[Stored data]
● ● ●

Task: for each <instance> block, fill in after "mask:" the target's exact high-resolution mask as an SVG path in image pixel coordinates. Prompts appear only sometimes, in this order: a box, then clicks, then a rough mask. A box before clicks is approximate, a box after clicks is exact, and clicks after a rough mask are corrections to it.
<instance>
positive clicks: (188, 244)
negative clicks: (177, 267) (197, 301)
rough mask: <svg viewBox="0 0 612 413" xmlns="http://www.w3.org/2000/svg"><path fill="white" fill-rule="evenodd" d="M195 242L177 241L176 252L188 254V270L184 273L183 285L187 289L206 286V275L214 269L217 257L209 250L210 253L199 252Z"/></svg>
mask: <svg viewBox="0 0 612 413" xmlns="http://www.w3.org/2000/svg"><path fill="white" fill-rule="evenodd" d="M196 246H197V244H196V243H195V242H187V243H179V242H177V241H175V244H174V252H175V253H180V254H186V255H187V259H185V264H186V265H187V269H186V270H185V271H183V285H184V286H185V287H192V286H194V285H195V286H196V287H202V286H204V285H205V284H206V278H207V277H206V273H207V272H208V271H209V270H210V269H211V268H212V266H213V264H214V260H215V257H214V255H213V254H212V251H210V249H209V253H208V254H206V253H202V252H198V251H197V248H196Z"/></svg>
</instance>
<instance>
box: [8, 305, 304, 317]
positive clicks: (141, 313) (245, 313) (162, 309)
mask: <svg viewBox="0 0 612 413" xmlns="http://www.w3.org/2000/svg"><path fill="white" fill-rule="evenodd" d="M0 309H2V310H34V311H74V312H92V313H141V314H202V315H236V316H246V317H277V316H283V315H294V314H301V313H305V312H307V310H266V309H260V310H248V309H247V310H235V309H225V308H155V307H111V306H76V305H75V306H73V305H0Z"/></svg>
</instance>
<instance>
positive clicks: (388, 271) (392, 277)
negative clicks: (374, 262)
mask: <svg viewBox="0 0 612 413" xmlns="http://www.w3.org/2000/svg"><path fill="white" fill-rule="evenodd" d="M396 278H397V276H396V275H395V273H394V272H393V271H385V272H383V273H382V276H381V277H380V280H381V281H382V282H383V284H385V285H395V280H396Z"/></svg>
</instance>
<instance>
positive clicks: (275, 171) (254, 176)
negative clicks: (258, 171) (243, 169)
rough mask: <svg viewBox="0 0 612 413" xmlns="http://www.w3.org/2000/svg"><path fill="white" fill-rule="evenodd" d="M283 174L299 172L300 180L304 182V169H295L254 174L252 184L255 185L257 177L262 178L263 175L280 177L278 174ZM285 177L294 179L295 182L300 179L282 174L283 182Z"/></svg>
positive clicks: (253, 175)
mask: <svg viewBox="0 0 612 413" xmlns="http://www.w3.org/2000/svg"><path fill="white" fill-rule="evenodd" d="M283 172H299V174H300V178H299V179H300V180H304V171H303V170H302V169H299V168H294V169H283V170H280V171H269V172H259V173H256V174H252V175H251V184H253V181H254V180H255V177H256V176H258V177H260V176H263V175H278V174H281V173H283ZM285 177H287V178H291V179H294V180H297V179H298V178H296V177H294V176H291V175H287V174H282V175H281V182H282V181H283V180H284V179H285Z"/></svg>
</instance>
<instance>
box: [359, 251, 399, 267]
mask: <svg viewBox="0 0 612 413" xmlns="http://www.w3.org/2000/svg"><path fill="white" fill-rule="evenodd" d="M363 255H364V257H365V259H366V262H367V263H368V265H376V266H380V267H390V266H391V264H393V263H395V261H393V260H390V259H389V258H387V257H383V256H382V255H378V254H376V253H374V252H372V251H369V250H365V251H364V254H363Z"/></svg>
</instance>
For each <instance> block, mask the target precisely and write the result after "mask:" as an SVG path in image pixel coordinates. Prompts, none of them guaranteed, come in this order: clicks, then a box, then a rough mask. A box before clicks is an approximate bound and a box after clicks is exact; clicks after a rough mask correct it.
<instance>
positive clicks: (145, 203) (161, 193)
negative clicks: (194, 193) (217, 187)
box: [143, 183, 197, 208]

● ● ●

- _WHAT TO PRODUCE_: Locate each line in the listing above that contains the word "negative", and copy those lines.

- _EXERCISE ANSWER_:
negative clicks: (177, 267) (197, 301)
negative clicks: (374, 262)
negative clicks: (258, 171) (243, 169)
negative clicks: (194, 193) (217, 187)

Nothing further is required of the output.